*Aim of the task*:
Recast the data below as a JSON list of strings, one string per line, leaving out any blank lines.
-- begin Data lines --
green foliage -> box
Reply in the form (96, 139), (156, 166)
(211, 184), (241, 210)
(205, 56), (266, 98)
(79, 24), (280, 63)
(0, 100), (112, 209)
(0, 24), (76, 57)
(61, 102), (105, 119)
-- end Data lines --
*Reply*:
[
  "green foliage -> box",
  "Reply in the form (96, 139), (156, 166)",
  "(211, 184), (241, 210)",
  "(205, 56), (266, 98)",
  "(79, 24), (280, 63)",
  "(0, 100), (112, 209)",
  "(0, 24), (76, 57)",
  "(61, 102), (105, 119)"
]